>> start Task data
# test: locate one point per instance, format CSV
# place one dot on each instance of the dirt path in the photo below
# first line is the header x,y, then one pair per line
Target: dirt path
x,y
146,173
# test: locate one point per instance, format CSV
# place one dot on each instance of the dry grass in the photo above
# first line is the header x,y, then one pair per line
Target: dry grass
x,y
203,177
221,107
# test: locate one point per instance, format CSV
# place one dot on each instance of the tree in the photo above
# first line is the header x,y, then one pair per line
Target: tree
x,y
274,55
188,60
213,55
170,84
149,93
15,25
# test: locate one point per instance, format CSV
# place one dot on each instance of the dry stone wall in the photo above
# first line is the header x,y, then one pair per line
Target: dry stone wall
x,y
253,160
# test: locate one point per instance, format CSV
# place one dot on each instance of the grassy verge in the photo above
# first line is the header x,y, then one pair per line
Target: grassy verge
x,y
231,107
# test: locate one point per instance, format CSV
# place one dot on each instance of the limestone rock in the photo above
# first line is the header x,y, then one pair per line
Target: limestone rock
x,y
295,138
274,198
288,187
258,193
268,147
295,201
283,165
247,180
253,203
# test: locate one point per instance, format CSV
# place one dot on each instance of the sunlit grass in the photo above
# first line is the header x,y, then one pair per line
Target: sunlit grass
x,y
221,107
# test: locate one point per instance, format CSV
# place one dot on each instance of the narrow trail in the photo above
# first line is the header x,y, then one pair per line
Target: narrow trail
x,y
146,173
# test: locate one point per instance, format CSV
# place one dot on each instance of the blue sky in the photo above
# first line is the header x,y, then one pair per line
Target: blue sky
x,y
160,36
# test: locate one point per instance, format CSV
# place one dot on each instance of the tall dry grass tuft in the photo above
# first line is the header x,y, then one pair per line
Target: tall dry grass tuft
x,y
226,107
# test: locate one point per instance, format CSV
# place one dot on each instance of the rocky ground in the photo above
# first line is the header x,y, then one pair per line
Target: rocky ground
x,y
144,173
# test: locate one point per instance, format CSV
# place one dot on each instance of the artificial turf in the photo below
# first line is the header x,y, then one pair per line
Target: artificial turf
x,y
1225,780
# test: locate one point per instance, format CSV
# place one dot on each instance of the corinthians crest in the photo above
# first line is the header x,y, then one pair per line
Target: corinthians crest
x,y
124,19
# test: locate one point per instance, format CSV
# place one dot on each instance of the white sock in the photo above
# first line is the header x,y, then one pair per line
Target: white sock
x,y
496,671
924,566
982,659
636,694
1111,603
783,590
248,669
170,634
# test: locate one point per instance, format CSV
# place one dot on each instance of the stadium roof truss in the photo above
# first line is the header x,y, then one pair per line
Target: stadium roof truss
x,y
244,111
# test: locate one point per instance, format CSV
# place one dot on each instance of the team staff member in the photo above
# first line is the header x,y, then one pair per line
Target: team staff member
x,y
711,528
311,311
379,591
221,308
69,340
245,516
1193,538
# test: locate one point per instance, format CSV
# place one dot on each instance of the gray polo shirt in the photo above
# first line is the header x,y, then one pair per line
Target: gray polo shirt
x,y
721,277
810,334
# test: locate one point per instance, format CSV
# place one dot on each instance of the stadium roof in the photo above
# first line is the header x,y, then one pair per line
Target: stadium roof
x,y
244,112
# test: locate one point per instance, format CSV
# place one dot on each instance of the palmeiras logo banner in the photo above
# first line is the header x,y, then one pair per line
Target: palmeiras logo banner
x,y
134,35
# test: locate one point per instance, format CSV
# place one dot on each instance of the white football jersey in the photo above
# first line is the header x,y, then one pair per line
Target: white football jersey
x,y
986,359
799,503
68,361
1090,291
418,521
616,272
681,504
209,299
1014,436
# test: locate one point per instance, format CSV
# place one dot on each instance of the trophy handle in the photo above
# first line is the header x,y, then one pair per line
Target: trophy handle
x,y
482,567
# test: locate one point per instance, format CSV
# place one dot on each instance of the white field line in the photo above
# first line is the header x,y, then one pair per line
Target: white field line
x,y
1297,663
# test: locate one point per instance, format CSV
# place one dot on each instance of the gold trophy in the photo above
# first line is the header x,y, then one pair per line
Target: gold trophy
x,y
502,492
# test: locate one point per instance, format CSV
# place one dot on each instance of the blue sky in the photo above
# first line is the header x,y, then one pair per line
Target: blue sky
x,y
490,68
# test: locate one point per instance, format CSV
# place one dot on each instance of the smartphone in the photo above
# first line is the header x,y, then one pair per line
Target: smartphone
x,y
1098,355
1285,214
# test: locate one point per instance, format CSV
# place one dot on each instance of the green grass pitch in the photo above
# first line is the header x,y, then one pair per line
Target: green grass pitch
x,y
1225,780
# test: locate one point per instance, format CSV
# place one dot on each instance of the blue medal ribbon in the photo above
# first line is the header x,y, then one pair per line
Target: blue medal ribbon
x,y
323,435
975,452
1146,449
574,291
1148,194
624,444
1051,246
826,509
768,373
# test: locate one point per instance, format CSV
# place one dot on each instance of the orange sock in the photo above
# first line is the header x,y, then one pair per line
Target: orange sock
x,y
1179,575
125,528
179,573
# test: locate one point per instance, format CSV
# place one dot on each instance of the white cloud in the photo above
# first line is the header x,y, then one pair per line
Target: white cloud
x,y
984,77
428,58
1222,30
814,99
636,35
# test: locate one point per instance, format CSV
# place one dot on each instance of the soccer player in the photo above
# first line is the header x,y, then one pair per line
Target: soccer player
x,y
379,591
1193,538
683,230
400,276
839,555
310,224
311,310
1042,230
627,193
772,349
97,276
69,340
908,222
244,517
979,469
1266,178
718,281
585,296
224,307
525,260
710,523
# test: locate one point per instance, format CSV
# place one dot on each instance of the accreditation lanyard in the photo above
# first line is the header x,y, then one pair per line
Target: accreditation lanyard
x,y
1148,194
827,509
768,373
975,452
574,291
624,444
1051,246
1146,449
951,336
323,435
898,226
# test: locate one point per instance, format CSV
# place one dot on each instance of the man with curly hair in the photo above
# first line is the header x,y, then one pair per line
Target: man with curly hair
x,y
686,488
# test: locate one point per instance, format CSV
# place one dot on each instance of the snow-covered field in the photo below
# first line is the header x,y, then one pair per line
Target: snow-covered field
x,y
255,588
>> end Task data
### What to work on
Reproduce every line of the material above exactly.

### In response
# test: locate one point per instance, format CSV
# place one dot on each instance of the dirt path in the photo below
# first line is the header x,y, then one pair per line
Target: dirt path
x,y
146,173
# test: locate one point per instance, format CSV
# place one dot on each instance of the dry grass in the photo above
# first line is the header x,y, then one pair per line
Target: dry grass
x,y
203,177
221,107
# test: locate one point per instance, format CSV
# place one dot on each instance of the tree in the photo above
# first line is the header x,y, then one pair per line
Target: tree
x,y
274,55
188,60
213,55
170,84
149,93
15,25
# test: locate one point per instance, format CSV
# place one dot on each instance of the dry stone wall in the photo above
# first line is the header x,y, then one pair per line
Target: dry stone wall
x,y
253,160
# test: locate one point per instance, format CSV
# place one dot on each instance of the grassy verge in the photo above
# first line is the header x,y, then one pair per line
Target: grassy verge
x,y
231,107
# test: locate one point per instance, format CSV
# place one dot on each instance of the limestone rock in the photo above
# first line is the header x,y, then one pair per line
Target: limestone rock
x,y
295,138
274,198
288,187
258,193
268,147
295,201
283,165
247,180
253,203
# test: locate one point per instance, format CSV
# place one dot on each instance of the sunlit grass in the photo above
# first line is the header x,y, then one pair per line
Target: sunlit grass
x,y
221,107
# test: locate one point per instance, format CSV
# place one dot on each instance of the narrow trail in the photo above
# first line is the header x,y, then one pair per line
Target: narrow trail
x,y
146,173
# test: locate one point per instance, format CSV
# place one dot on each instance of the blue sky in the photo above
# first line is the header x,y, then one pair per line
Target: blue sky
x,y
160,36
# test: locate one point per instance, format CSV
# place one dot on each instance of the tall dry grass tuft in the photo above
# first line is the header x,y, then one pair per line
Target: tall dry grass tuft
x,y
226,107
# test: locate one point per instance, format CSV
# place one dot on each instance of the rocky ground in the photo above
# first line is the header x,y, then one pair per line
Target: rocky ground
x,y
144,173
# test: locate one point per instance, format CSV
# place one dot on each instance of the artificial turf in the photo below
# first line is the header x,y, then one pair per line
Target: artificial turf
x,y
1225,780
# test: locate one point per instance, format CSV
# place one dot on each instance of the corinthians crest in the photo above
# first line is the header x,y, then one pair per line
Target: corinthians crest
x,y
124,19
# test: locate one point per instance, format CSV
# place one dot on each instance of the white sock in the photo above
# first line is the header x,y, then one pair per line
Target: white sock
x,y
496,671
924,566
982,659
636,694
1111,603
783,590
248,669
170,634
# test: locate one point per instance, format CSV
# place one dot on each instance of the stadium roof truss in the photo above
# first line is the header x,y, then one pair per line
Target: stadium roof truss
x,y
244,111
# test: locate one point per instance, format CSV
# place one dot on each instance of the team staff member in the photo above
# first line is the header x,y, then one pair per line
Target: team staff member
x,y
711,528
311,311
379,591
221,308
69,340
245,516
1193,538
# test: locate one point per instance, format CSV
# place one dot on each instance of the gray polo shirt in the photo above
# first line is the header x,y, then one pair per line
Target: gray polo shirt
x,y
721,277
810,334
# test: locate one point per instance, format CSV
# place one dot on each instance of the stadium roof in the photo above
# first line is the header x,y, then one pair per line
Target: stadium roof
x,y
244,112
# test: locate one point per instance, format CSV
# place one dot on each instance of the palmeiras logo banner in the photo above
# first line is the header x,y, then one pair per line
Target: palmeiras logo banner
x,y
134,35
# test: locate one point per instance, format CSV
# place one dot on each instance of the white football jersey in the photo above
# first line is the header x,y, then one pair per line
Target: white football jersey
x,y
986,359
799,503
68,361
1090,291
418,521
616,272
681,504
209,299
1014,436
# test: locate one point per instance, format CSV
# place one dot on each instance of the trophy handle in the photo above
# first line is the header x,y, then one pair per line
Target: trophy handle
x,y
482,567
# test: locate one point per instance, format CSV
# place one dot on each instance of the white field line in the photo above
# first line is the header x,y, then one pair per line
Target: white field line
x,y
1297,663
# test: locate one point per instance, format CSV
# place one dot on each instance of the gold trophy in the photo above
# first line is the header x,y, then one pair per line
Target: gold trophy
x,y
502,492
# test: locate one point per instance, format CSV
# place one dot on each instance of the blue sky in the photo above
# first line is the header x,y, then one pair per line
Target: blue sky
x,y
490,68
# test: locate one point per instance, format CSV
# place one dot on each instance of the smartphone in the photo above
# first line is the header x,y, then one pair per line
Target: smartphone
x,y
1098,355
1285,214
# test: locate one point per instance, format CSV
# place one dot on each instance of the green grass pitch in the photo above
# first line is the header x,y, then one pair per line
Target: green grass pitch
x,y
1225,780
# test: locate one point per instance, format CSV
# place one dot on each instance of the blue medal ribbon in the photo above
# first line is the header x,y, then one pair per line
Target: blue medal ribbon
x,y
323,435
975,452
1146,449
574,291
1148,194
624,444
1051,246
826,509
768,373
# test: locate one point per instance, format CSV
# place one dot on each instance of the orange sock in the photo above
# first line is the header x,y, then one pair per line
Target: orange sock
x,y
1179,575
125,528
179,573
# test: locate one point per instance, format CSV
# place one dot on each instance of the white cloud in the photo above
# first line is the header x,y, then one pair per line
Target: white cloud
x,y
984,77
428,58
1222,30
814,99
636,35
# test: locate one point per instance, format CSV
# place one dot on each instance of the soccer player in the photo above
# first line is the header x,y, then one pair per line
Target: soccer player
x,y
379,591
1193,538
683,230
400,276
839,555
310,224
311,310
1042,230
627,193
772,349
97,276
69,340
908,222
244,517
979,469
1266,178
718,281
585,296
224,307
525,260
710,523
# test: locate one point per instance, format CSV
# place one dot on each instance of the accreditation lanyard in the photo above
# first line is the header x,y, then one pair per line
Target: accreditation lanyard
x,y
1148,194
827,509
768,373
975,452
574,291
624,444
1051,246
1146,449
951,336
323,435
898,226
# test: locate one point per instance, format CSV
# place one dot on each instance of the man with curly hair in the photo above
# first line is the header x,y, then one pair per line
Target: man with curly hair
x,y
686,488
# test: locate one point per instance, format CSV
# place one dot on each instance of the snow-covered field in the photo below
# first line is the header x,y, then one pair per line
Target: snow-covered field
x,y
255,588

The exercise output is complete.